— START OF Records for this task —

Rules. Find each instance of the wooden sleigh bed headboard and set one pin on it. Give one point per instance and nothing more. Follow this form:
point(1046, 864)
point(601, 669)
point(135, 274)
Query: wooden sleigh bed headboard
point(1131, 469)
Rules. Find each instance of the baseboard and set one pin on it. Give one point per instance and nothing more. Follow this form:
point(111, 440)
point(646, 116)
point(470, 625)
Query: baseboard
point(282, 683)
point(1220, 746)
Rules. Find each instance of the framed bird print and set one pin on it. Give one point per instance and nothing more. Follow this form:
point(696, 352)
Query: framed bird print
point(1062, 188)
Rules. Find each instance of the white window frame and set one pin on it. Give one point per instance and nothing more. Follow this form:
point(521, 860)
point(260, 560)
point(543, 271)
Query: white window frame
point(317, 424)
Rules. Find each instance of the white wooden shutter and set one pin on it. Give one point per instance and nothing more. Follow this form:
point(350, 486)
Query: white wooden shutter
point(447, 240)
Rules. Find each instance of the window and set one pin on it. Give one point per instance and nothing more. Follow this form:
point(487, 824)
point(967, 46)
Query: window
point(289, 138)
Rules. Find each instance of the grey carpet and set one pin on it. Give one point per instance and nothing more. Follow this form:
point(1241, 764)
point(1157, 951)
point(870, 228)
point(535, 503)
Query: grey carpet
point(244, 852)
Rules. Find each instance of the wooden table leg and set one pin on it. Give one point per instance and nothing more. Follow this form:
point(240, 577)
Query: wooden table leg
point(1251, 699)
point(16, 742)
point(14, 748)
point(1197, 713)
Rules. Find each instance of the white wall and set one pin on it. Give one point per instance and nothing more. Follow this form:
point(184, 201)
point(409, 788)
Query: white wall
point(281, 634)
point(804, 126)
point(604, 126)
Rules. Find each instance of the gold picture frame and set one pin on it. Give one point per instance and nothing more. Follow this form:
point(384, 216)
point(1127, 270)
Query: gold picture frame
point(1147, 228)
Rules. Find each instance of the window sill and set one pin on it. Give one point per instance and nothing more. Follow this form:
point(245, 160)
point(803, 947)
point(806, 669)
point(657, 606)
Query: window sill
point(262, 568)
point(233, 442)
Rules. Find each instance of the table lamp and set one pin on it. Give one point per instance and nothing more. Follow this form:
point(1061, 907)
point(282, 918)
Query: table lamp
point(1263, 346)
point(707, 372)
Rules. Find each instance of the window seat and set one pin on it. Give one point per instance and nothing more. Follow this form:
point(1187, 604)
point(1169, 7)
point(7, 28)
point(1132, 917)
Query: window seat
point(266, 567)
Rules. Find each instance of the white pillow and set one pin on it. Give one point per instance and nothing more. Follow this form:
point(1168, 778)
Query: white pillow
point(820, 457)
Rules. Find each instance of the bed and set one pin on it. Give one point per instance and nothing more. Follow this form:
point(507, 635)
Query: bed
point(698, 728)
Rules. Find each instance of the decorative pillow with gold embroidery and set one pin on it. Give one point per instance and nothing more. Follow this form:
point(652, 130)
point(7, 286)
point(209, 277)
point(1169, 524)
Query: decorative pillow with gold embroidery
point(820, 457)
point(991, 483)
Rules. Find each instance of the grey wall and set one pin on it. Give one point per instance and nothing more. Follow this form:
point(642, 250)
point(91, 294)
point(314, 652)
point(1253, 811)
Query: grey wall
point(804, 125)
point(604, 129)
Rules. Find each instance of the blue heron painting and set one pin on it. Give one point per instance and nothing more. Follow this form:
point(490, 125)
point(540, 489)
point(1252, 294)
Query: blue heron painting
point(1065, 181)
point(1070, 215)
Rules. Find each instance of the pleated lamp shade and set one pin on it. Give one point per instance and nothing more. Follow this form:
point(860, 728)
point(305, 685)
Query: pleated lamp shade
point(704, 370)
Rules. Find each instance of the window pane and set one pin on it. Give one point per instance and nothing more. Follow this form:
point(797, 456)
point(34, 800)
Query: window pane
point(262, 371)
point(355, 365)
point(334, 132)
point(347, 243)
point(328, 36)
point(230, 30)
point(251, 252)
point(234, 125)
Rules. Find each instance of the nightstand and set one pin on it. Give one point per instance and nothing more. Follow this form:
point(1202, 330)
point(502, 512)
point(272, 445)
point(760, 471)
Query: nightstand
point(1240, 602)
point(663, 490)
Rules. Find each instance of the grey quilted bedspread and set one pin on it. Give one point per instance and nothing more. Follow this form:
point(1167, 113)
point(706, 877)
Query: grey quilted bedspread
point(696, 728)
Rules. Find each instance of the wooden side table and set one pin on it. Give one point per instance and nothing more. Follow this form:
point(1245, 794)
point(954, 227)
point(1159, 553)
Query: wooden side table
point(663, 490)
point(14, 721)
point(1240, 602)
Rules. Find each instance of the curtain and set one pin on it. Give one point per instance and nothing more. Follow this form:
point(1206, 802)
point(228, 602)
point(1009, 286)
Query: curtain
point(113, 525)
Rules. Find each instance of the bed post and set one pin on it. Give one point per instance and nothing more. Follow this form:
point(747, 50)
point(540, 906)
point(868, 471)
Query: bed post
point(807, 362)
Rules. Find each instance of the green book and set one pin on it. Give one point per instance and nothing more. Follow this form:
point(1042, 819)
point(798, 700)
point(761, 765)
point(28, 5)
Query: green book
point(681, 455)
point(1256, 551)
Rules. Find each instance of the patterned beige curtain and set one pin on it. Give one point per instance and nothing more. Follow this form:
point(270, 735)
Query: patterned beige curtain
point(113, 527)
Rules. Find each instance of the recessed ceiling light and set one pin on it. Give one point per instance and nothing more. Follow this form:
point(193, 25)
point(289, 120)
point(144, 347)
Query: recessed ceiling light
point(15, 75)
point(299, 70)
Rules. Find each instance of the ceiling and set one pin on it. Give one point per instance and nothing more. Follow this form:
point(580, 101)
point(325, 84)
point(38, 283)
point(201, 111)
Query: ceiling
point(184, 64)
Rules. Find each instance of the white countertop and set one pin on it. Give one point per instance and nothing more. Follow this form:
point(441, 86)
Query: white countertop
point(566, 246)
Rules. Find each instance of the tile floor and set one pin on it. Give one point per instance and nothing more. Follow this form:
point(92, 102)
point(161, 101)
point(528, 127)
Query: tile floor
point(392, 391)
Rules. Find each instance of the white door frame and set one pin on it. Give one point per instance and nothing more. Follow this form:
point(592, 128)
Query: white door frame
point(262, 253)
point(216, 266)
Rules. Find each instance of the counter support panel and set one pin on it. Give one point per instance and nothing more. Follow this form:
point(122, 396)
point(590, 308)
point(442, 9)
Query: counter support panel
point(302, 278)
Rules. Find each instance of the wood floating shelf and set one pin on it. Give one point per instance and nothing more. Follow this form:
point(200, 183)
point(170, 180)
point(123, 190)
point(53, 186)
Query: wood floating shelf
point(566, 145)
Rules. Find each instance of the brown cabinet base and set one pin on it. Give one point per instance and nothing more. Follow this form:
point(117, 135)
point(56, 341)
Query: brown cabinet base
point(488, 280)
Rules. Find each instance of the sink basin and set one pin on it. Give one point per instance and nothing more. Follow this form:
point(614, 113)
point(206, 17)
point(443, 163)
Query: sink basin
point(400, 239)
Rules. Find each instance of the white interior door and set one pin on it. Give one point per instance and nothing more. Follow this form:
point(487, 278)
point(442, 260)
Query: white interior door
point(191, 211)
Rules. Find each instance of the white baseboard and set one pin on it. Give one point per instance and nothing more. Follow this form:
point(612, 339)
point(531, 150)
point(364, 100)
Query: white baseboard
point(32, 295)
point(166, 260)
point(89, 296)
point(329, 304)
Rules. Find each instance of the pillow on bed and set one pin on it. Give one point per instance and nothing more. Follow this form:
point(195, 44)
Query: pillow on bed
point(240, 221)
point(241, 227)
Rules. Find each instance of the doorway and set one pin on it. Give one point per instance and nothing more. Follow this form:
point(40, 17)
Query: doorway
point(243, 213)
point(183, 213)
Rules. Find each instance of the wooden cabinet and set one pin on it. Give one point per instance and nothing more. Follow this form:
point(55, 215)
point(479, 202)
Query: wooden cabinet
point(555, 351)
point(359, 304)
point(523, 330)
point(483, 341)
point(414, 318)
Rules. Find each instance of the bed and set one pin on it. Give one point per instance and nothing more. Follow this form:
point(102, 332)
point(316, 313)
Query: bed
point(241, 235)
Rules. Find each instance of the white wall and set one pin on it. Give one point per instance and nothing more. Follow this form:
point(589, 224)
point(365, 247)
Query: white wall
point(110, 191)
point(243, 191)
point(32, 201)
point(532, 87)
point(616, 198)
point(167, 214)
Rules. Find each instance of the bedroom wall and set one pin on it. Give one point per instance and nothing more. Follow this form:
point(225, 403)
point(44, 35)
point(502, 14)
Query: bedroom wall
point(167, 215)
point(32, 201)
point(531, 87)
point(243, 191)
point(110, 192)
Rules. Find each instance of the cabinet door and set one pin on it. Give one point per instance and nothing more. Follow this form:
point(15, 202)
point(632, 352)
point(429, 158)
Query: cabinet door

— END OF Records for this task —

### What to do
Return every line of the items above unchanged, from the line containing "Rules. Find each instance of the tile" down to the line containing "point(241, 227)". Include both of those lines.

### Answer in full
Rules. Find each instance of the tile floor and set one pin on it. Give one point per instance and nothing more. Follow this form:
point(92, 102)
point(161, 101)
point(528, 127)
Query: tile floor
point(392, 391)
Rules. Find each instance of the white door frame and set one pin on it. Give one point per instance and nothing more. Follow this form:
point(592, 128)
Query: white door frame
point(262, 253)
point(216, 266)
Rules. Find each instance of the counter support panel and set one pin on it. Give one point per instance and nothing more. Follow this form:
point(122, 396)
point(590, 308)
point(442, 9)
Query: counter support panel
point(302, 278)
Rules. Find each instance of the wood floating shelf and set one pin on it. Give one point per instance and nothing more. Follow this form:
point(200, 183)
point(170, 180)
point(123, 190)
point(53, 186)
Query: wood floating shelf
point(566, 145)
Rules. Find each instance of the brown cabinet base and set one pin on it. Give one point per instance and nothing more. Follow this form:
point(117, 135)
point(56, 341)
Query: brown cabinet base
point(488, 280)
Rules. Find each instance of the sink basin and set one pin on it. Give one point per instance and nothing more. Follow this form:
point(614, 113)
point(206, 17)
point(443, 163)
Query: sink basin
point(400, 239)
Rules. Find each instance of the white interior door and set one pin on it. Give one point per instance and nothing more. Follow this form:
point(487, 278)
point(442, 260)
Query: white interior door
point(191, 211)
Rules. Find each instance of the white baseboard and set one pin on it. Give one point per instance and nothing more. Follow this form:
point(612, 339)
point(531, 150)
point(364, 100)
Query: white baseboard
point(32, 295)
point(166, 260)
point(89, 296)
point(329, 304)
Rules. Find each instance of the pillow on bed and set one pin on it. Give one point per instance and nothing more. Follow this form:
point(195, 44)
Query: pillow on bed
point(240, 221)
point(241, 227)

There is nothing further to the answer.